Exercise passage:
The multiplexer is driven by a clock generator synchronized to the lower clock frequency of the input signals. The output signal of the multiplexer is boosted by a driver amplifier and coupled into the electro-optical modulator. A continuous wave optical signal is generated by a laser diode. In an NRZ transmitter, the laser signal is directly coupled into the data modulator.

Generation of RZ signals requires either a pulsed laser source or an additional pulse modulator. Due to stability issues and commercial availability of components, most implementations will probably select the second option with the additional modulator. The drive signal must be derived from the clock signal with proper phase adjustment and boosted by an additional driver amplifier.

The additional modulator impacts the cost of the transmitter considerably. The cost of an NRZ transmitter is by far dominated by the contribution of the data modulator and the laser diode. Usually, the modulator is even more expensive than the laser. Pulse modulators are less expensive than data modulators, because they are narrowband devices. Further price reduction may be achieved by an integrated solution. Nevertheless, the cost of an RZ transmitter can exceed the cost of an NRZ transmitter by nearly 50%. As this increased price occurs per channel, the result is a considerable increase in the transmit terminal's cost. This increased cost terminal might be compensated by reduced amplifier cost, but only for very-long-haul systems. For terrestrial systems with a typical length of several hundred kilometers, it will be difficult to realize an RZ system that is attractive from a cost point of view.

The performance improvement achievable by adopting RZ modulation for systems limited by SPM depends on the duty cycle. Considerable improvements over NRZ can only be expected for relatively short duty cycles. A value in the range of 30% would seem to be a good choice. However, reducing the duty cycle increases the bandwidth of the data signal. As a consequence, using RZ comes with a tradeoff between improvement in system reach and reduction in spectral efficiency. Reducing the duty cycle increases the bandwidth required per channel, but it does not increase the number of bits transmitted per second.

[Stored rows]
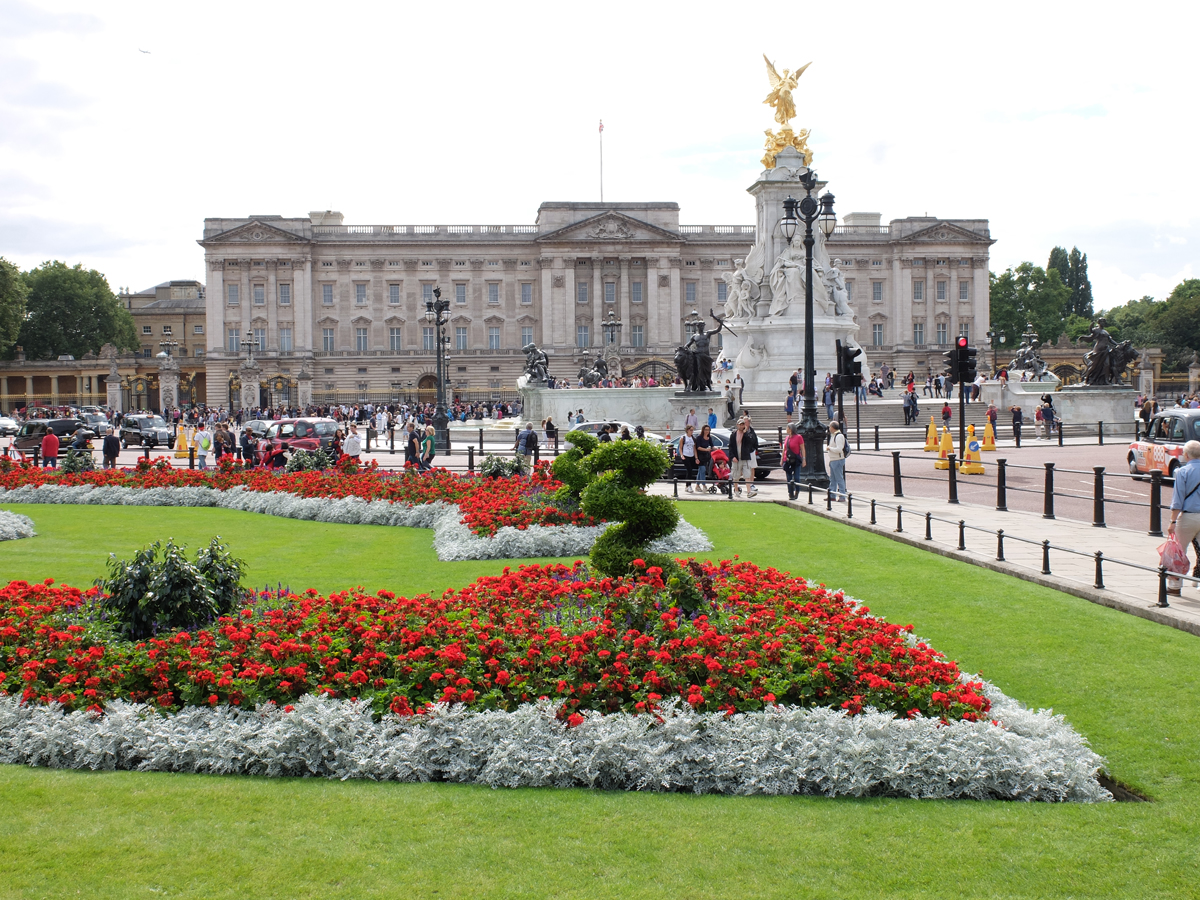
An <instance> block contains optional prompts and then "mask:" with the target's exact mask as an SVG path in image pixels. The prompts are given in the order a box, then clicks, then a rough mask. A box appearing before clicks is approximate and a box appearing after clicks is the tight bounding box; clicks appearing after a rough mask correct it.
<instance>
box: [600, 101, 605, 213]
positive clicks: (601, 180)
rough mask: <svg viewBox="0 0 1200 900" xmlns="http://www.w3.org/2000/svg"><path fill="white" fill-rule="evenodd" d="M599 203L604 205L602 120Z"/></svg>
mask: <svg viewBox="0 0 1200 900" xmlns="http://www.w3.org/2000/svg"><path fill="white" fill-rule="evenodd" d="M600 203H604V119H601V120H600Z"/></svg>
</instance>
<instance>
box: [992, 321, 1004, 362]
mask: <svg viewBox="0 0 1200 900" xmlns="http://www.w3.org/2000/svg"><path fill="white" fill-rule="evenodd" d="M997 337H998V338H1000V342H1001V343H1004V332H1003V331H997V330H996V326H995V325H992V326H991V328H990V329H989V330H988V346H989V347H991V372H992V374H995V373H996V372H997V371H998V370H1000V362H998V361H997V360H996V338H997Z"/></svg>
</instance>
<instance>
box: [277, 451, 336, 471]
mask: <svg viewBox="0 0 1200 900" xmlns="http://www.w3.org/2000/svg"><path fill="white" fill-rule="evenodd" d="M332 467H334V460H332V457H331V456H330V455H329V454H326V452H325V451H324V450H296V451H295V452H293V454H292V456H290V457H289V458H288V464H287V467H286V468H284V470H286V472H322V470H324V469H331V468H332Z"/></svg>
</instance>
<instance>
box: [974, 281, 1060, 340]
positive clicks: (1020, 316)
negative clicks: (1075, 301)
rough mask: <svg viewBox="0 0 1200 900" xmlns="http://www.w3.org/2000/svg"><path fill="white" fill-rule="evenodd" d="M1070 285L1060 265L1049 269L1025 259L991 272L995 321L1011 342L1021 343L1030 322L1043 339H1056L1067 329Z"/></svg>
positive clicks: (1055, 339)
mask: <svg viewBox="0 0 1200 900" xmlns="http://www.w3.org/2000/svg"><path fill="white" fill-rule="evenodd" d="M1069 299H1070V288H1068V287H1067V286H1066V284H1064V283H1063V281H1062V276H1060V275H1058V270H1057V269H1054V268H1051V269H1049V270H1045V269H1043V268H1042V266H1038V265H1033V263H1021V264H1020V265H1018V266H1015V268H1013V269H1008V270H1007V271H1004V272H1002V274H1000V275H996V274H995V272H992V274H991V324H992V328H994V329H995V330H996V331H997V332H1000V334H1003V335H1004V342H1006V344H1007V346H1010V347H1018V346H1020V343H1021V335H1022V334H1024V332H1025V329H1026V325H1031V324H1032V325H1033V330H1034V331H1037V332H1038V336H1039V337H1040V338H1042V341H1043V342H1048V341H1054V340H1056V338H1057V337H1058V335H1061V334H1062V332H1063V330H1064V319H1066V316H1067V312H1066V310H1067V301H1068V300H1069Z"/></svg>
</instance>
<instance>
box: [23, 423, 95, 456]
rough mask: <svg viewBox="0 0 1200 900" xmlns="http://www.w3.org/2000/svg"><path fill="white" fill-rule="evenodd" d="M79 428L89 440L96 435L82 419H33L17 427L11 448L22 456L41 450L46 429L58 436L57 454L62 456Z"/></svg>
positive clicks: (90, 439)
mask: <svg viewBox="0 0 1200 900" xmlns="http://www.w3.org/2000/svg"><path fill="white" fill-rule="evenodd" d="M79 428H83V431H84V437H85V438H86V439H88V440H89V442H91V440H92V439H94V438H95V437H96V432H94V431H91V430H90V428H89V427H88V425H86V422H84V421H83V420H82V419H34V420H31V421H28V422H25V424H24V425H22V426H20V428H18V431H17V437H16V438H13V442H12V449H13V450H16V451H17V452H19V454H20V455H22V456H31V455H32V452H34V451H35V450H37V451H38V452H41V449H42V438H44V437H46V432H47V431H53V432H54V433H55V434H56V436H58V438H59V456H64V455H65V454H66V451H67V450H68V449H70V446H71V442H72V440H74V434H76V432H77V431H79Z"/></svg>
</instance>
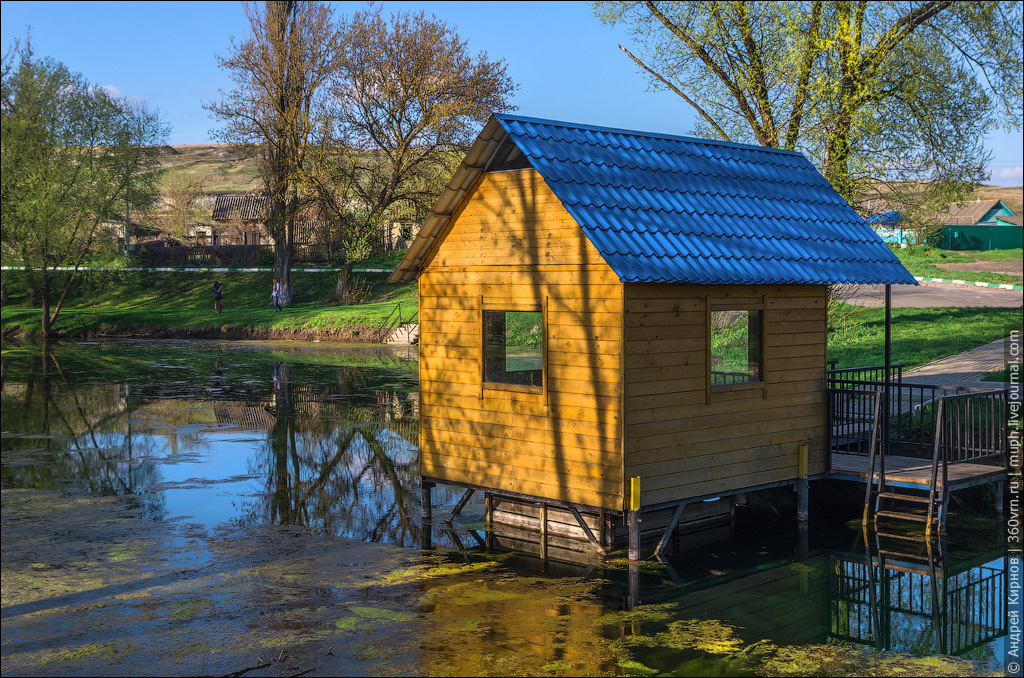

Exercises to complete:
1. List each distinct device name that appears in the first paragraph of the passage on RZ and NRZ transmitters.
2. Decide whether each statement agrees with the passage on RZ and NRZ transmitters. Answer yes or no, and quote the words that decide it.
(a) Pulse modulators cost less than data modulators.
(b) Reducing the duty cycle raises the number of bits transmitted per second.
(c) In an NRZ transmitter, the laser signal passes through a pulse modulator before reaching the data modulator.
3. Reproduce the passage on RZ and NRZ transmitters from "The performance improvement" up to and including "transmitted per second.".

Written answers:
1. multiplexer, clock generator, driver amplifier, electro-optical modulator, laser diode, data modulator

2.
(a) Yes: "Pulse modulators are less expensive than data modulators, because they are narrowband devices."
(b) No: "but it does not increase the number of bits transmitted per second."
(c) No: "In an NRZ transmitter, the laser signal is directly coupled into the data modulator."

3.
The performance improvement achievable by adopting RZ modulation for systems limited by SPM depends on the duty cycle. Considerable improvements over NRZ can only be expected for relatively short duty cycles. A value in the range of 30% would seem to be a good choice. However, reducing the duty cycle increases the bandwidth of the data signal. As a consequence, using RZ comes with a tradeoff between improvement in system reach and reduction in spectral efficiency. Reducing the duty cycle increases the bandwidth required per channel, but it does not increase the number of bits transmitted per second.